### TASK REQUIREMENTS:
1. Please list every distinct downstream model named in the main results table of the time-series augmentation extract.
2. From the time-series augmentation extract, pull out the part that opens with the words containing "Key Experimental Results¶" and closes with "Autoformer for forecasting).".

— Begin TEXT EXTRACT —

This injects a proportion of real samples into training, preventing the downstream model from overfitting to synthetic distributions that might be overly modified by augmentation.

Loss & Training¶

Training utilizes the composite loss \(\mathcal{L}_{composite}\) to simultaneously update the augmentation generator and the downstream model in a single-stage, end-to-end manner. Diversity weights \(w_z\) and Gumbel-Softmax temperatures for each layer are all learnable parameters. During the testing phase, augmentation is disabled, and evaluation is conducted on original real data.

Key Experimental Results¶

Five major tasks: Classification (UEA 26 subset), Long-term Forecasting (ETT/Exchange/Weather), Short-term Forecasting (M4 6 subsets), Regression (UEA & UCR 6 subsets), Anomaly Detection (MSL/SMAP/SMD). Each task is validated with two types of downstream models to test generalization (e.g., TCN and ROCKET for classification, RNN and Autoformer for forecasting).

Main Results¶

Task	Downstream Model	Metric	NoAug	Prev. SOTA	Ours
Classification	TCN	Accuracy↑	0.685	A2Aug 0.709	0.730 (+6.7%)
Classification	ROCKET	Accuracy↑	0.686	A2Aug 0.704	0.721 (+5.2%)
Long-term Forecast	RNN	MSE↓	0.5408	Uniform. 0.4416	0.3968
Long-term Forecast	Autoformer	MSE↓	2.4274	A2Aug 2.0155	1.9098
Short-term Forecast	RNN	SMAPE↓	11.384	Trivial. 11.482	11.068
Regression	MLP	MSE↓	1.2937	A2Aug 1.2157	1.0350
Anomaly Detection	UNet	F1↑	0.6991	Uniform. 0.7171	0.7478
Anomaly Detection	VAE	F1↑	0.5592	Rand. 0.5610	0.5761

Radar charts (Figure 3) show that AutoDA-Timeseries covers the largest area across five tasks and is the only method to achieve optimal results on all tasks.

— End TEXT EXTRACT —
— Begin GIVEN RECORDS —

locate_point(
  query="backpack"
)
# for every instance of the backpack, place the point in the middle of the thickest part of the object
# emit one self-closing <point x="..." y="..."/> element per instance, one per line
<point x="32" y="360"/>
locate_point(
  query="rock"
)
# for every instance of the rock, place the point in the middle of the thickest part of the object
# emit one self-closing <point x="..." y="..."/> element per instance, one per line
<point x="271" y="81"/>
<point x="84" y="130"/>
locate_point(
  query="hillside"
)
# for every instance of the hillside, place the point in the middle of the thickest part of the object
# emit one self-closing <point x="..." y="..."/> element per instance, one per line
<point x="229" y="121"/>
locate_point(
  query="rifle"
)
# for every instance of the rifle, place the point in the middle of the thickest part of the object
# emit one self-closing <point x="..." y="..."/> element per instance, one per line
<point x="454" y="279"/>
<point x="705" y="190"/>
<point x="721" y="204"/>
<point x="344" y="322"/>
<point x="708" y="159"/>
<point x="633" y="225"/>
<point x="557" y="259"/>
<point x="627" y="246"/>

— End GIVEN RECORDS —
— Begin GIVEN RECORDS —

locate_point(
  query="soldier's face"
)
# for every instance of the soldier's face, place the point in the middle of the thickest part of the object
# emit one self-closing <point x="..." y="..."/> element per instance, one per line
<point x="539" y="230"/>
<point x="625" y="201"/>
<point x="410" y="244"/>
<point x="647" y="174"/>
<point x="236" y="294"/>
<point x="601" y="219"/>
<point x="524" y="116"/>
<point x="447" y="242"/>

— End GIVEN RECORDS —

### PER-TASK OUTPUTS:
1. TCN, ROCKET, RNN, Autoformer, MLP, UNet, VAE

2.
Key Experimental Results¶

Five major tasks: Classification (UEA 26 subset), Long-term Forecasting (ETT/Exchange/Weather), Short-term Forecasting (M4 6 subsets), Regression (UEA & UCR 6 subsets), Anomaly Detection (MSL/SMAP/SMD). Each task is validated with two types of downstream models to test generalization (e.g., TCN and ROCKET for classification, RNN and Autoformer for forecasting).